Rows from a pointing dataset:

##############################

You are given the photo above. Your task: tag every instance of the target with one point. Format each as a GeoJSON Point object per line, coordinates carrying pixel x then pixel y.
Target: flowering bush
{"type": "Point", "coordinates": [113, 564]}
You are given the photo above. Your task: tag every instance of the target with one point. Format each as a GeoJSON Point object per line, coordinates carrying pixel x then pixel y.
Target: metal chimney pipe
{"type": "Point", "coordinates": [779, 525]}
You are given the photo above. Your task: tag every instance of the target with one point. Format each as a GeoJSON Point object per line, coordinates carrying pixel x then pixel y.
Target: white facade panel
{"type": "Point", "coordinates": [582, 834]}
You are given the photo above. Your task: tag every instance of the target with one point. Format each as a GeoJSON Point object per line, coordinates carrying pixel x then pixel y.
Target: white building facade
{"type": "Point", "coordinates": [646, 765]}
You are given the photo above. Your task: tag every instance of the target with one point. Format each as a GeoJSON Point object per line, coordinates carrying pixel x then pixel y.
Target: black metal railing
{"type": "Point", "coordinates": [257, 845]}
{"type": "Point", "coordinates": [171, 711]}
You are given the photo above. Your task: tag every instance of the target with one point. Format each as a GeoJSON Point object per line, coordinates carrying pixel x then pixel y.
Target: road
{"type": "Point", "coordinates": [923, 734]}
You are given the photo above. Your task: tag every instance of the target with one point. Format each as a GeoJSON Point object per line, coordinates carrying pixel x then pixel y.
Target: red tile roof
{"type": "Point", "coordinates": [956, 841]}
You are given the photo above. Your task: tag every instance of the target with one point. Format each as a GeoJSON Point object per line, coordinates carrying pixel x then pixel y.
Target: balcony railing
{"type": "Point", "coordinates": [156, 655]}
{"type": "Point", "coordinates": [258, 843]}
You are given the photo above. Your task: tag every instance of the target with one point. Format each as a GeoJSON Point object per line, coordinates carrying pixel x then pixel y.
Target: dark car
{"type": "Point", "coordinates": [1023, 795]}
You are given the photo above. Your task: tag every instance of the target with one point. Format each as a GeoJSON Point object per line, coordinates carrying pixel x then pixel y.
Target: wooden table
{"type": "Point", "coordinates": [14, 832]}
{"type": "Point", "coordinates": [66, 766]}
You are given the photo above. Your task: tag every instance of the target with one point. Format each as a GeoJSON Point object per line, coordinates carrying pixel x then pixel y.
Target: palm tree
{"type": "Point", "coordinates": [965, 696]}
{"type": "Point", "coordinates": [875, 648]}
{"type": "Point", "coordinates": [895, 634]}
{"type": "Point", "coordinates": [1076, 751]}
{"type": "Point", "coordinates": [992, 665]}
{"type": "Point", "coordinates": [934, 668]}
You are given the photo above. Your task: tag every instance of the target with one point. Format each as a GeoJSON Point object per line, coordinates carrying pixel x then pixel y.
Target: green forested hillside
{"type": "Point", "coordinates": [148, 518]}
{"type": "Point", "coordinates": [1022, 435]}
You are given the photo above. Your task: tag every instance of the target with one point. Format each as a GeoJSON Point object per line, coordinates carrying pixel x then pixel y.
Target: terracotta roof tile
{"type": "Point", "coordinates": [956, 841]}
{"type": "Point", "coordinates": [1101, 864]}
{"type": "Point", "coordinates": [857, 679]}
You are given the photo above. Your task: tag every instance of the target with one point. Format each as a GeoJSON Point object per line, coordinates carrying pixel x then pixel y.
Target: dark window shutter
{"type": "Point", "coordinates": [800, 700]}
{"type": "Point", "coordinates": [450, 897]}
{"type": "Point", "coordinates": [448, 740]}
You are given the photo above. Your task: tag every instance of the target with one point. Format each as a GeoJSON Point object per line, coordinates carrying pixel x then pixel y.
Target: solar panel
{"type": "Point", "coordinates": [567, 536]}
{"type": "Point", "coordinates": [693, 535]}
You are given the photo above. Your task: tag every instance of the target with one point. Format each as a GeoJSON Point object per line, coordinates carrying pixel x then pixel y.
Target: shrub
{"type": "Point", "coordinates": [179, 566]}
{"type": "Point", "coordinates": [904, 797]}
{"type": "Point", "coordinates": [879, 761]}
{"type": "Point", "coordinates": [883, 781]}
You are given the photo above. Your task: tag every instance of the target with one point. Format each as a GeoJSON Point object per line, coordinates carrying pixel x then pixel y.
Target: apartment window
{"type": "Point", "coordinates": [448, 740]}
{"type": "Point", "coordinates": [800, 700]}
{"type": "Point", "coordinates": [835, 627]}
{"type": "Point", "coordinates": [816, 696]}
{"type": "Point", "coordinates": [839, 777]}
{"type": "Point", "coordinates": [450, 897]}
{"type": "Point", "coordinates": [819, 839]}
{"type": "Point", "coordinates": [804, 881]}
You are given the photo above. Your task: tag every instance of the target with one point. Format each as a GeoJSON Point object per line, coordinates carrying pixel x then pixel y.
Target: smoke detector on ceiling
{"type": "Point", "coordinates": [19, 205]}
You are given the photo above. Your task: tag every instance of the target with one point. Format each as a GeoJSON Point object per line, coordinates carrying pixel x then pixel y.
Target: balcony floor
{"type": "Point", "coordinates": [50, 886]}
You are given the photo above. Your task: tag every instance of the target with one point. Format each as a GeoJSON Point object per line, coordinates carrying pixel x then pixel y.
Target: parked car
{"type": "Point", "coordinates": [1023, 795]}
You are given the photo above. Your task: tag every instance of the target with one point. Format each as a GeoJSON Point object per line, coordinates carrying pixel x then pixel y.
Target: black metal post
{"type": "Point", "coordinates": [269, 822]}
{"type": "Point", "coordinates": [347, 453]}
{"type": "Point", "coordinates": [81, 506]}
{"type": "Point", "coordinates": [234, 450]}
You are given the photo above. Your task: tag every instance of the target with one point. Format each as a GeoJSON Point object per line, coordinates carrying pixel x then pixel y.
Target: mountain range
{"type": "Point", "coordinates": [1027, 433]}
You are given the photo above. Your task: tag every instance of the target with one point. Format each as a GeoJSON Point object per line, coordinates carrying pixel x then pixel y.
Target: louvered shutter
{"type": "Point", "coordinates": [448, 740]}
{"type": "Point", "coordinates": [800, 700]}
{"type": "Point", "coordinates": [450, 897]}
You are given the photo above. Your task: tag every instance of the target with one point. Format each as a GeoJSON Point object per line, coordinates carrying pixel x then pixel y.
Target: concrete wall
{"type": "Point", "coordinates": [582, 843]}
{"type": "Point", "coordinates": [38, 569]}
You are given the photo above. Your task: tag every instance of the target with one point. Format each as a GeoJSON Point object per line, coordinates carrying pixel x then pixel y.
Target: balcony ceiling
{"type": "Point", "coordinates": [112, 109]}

##############################

▶ [GIVEN INSTRUCTION]
Repeat the data verbatim.

▶ [RESULT]
You are given the photo above. Your task: tag every instance of the target with one point. Format each as a GeoJSON Point object per line, coordinates carrying pixel x then pixel y.
Target: flowering bush
{"type": "Point", "coordinates": [113, 564]}
You are given the photo above. Your task: tag every instance of the target with one point. Format each as a GeoJSON Point object per line, coordinates carrying pixel x then pixel y.
Target: metal chimney pipe
{"type": "Point", "coordinates": [779, 525]}
You are given the photo above. Your task: tag every instance of the target with one point. Format each as a GeoJSON Point object per line, coordinates carrying pixel x then pixel y.
Target: white facade panel
{"type": "Point", "coordinates": [582, 834]}
You are given the photo above. Your task: tag every instance of the target with one point. Format each as a GeoJSON Point object per line, coordinates carrying pixel x then pixel y.
Target: white building facade
{"type": "Point", "coordinates": [646, 765]}
You are given the photo above. Your task: tag every instance of the target with one point. Format each as a GeoJSON Point object per line, coordinates carrying pixel x then pixel y.
Target: black metal railing
{"type": "Point", "coordinates": [257, 845]}
{"type": "Point", "coordinates": [171, 711]}
You are given the photo above. Your task: tag every instance of the target with one point. Format each as a GeoJSON Point object per line, coordinates carrying pixel x then pixel y.
Target: road
{"type": "Point", "coordinates": [923, 734]}
You are given the photo above. Your task: tag every instance of the target with one point. Format each as a GeoJSON Point object per line, coordinates carrying pixel x then pixel y.
Target: red tile roof
{"type": "Point", "coordinates": [956, 841]}
You are given the photo above. Your task: tag every instance of the target with one point. Format each as a GeoJSON Point object per line, coordinates carrying pixel x then pixel y.
Target: balcony railing
{"type": "Point", "coordinates": [156, 655]}
{"type": "Point", "coordinates": [258, 843]}
You are given the photo above. Your task: tag every instance of the target with one point. Format each as a GeoJSON Point object per line, coordinates carrying pixel x then pixel y.
Target: dark car
{"type": "Point", "coordinates": [1023, 795]}
You are given the photo above. Your task: tag every instance of the target with one point. Format each as a GeoJSON Point object per line, coordinates carrying pixel x then pixel y.
Target: wooden table
{"type": "Point", "coordinates": [14, 832]}
{"type": "Point", "coordinates": [66, 766]}
You are given the photo above. Your task: tag every instance of the target with one point. Format each as a GeoJSON Point object per line, coordinates carrying pixel x then pixel y.
Target: palm tree
{"type": "Point", "coordinates": [965, 696]}
{"type": "Point", "coordinates": [875, 648]}
{"type": "Point", "coordinates": [895, 634]}
{"type": "Point", "coordinates": [1076, 751]}
{"type": "Point", "coordinates": [992, 665]}
{"type": "Point", "coordinates": [934, 668]}
You are given the photo above. Your task: tag every instance of the target with one point. Format each as a GeoJSON Point object per line, coordinates carrying pixel x then pixel y.
Target: green forested hillside
{"type": "Point", "coordinates": [148, 518]}
{"type": "Point", "coordinates": [1022, 435]}
You are given the photo above. Your task: tag every instance of the target with one point. Format each as a GeoJSON Point object per line, coordinates carrying pixel x then pixel y.
Target: terracotta roof tile
{"type": "Point", "coordinates": [956, 841]}
{"type": "Point", "coordinates": [1101, 864]}
{"type": "Point", "coordinates": [857, 679]}
You are given the photo above. Your task: tag every instance of the target with one point. Format each as a GeoJSON Point object per line, coordinates carrying pixel x then pixel y.
Target: dark window shutter
{"type": "Point", "coordinates": [800, 700]}
{"type": "Point", "coordinates": [450, 897]}
{"type": "Point", "coordinates": [448, 740]}
You are given the photo above. Your task: tag every instance of the target with one point. Format each as a GeoJSON Point object per line, coordinates carrying pixel x then pixel y.
Target: solar panel
{"type": "Point", "coordinates": [567, 536]}
{"type": "Point", "coordinates": [693, 535]}
You are given the photo above. Your task: tag every instance of the target with one point. Format each as a GeoJSON Point object per line, coordinates carrying pixel x then pixel y.
Target: shrub
{"type": "Point", "coordinates": [179, 566]}
{"type": "Point", "coordinates": [904, 797]}
{"type": "Point", "coordinates": [879, 761]}
{"type": "Point", "coordinates": [883, 781]}
You are given the photo above. Your task: tag every instance of the target with one point. Format each as a GeoJSON Point object per line, coordinates carrying pixel x then pixel y.
Target: apartment window
{"type": "Point", "coordinates": [448, 740]}
{"type": "Point", "coordinates": [800, 700]}
{"type": "Point", "coordinates": [835, 627]}
{"type": "Point", "coordinates": [816, 696]}
{"type": "Point", "coordinates": [839, 777]}
{"type": "Point", "coordinates": [450, 897]}
{"type": "Point", "coordinates": [819, 839]}
{"type": "Point", "coordinates": [804, 881]}
You are given the photo above. Your task: tag every instance of the target with one point. Format each as a GeoJSON Point object per line, coordinates carrying pixel x then pixel y.
Target: smoke detector on ceiling
{"type": "Point", "coordinates": [19, 205]}
You are given the photo above. Your task: tag every instance of the target with one point. Format each as a GeoJSON Point object per line, coordinates carrying pixel x then pixel y.
Target: balcony floor
{"type": "Point", "coordinates": [50, 886]}
You are given the photo above. Your task: tag every instance of the target with one point. Format each as a GeoJSON Point object per line, coordinates carrying pixel x then pixel y.
Target: parked car
{"type": "Point", "coordinates": [1023, 795]}
You are given the photo above. Your task: tag every instance of the target with one point. Format each as a GeoJSON Point object per line, coordinates carrying pixel x then pixel y.
Target: black metal post
{"type": "Point", "coordinates": [269, 822]}
{"type": "Point", "coordinates": [347, 453]}
{"type": "Point", "coordinates": [81, 506]}
{"type": "Point", "coordinates": [234, 450]}
You are given the photo above. Your task: tag every instance of the target with one point. Format each as a GeoJSON Point object per line, coordinates carrying pixel x then pixel y.
Target: mountain range
{"type": "Point", "coordinates": [1027, 433]}
You are given the photo above. Your task: tag every instance of the target with one point. Format each as a GeoJSON Point object per line, coordinates carrying pixel x then pixel y.
Target: louvered shutter
{"type": "Point", "coordinates": [448, 740]}
{"type": "Point", "coordinates": [800, 700]}
{"type": "Point", "coordinates": [450, 897]}
You are given the photo above. Your task: tag every instance of the target with one point. Format each as a GeoJSON Point object per line, coordinates carrying pixel x then pixel y.
Target: concrete wall
{"type": "Point", "coordinates": [582, 843]}
{"type": "Point", "coordinates": [38, 569]}
You are given the photo above. Your task: tag every instance of the target with one point. Format each as a GeoJSON Point object per line, coordinates carrying pixel x then pixel y.
Target: balcony ceiling
{"type": "Point", "coordinates": [112, 109]}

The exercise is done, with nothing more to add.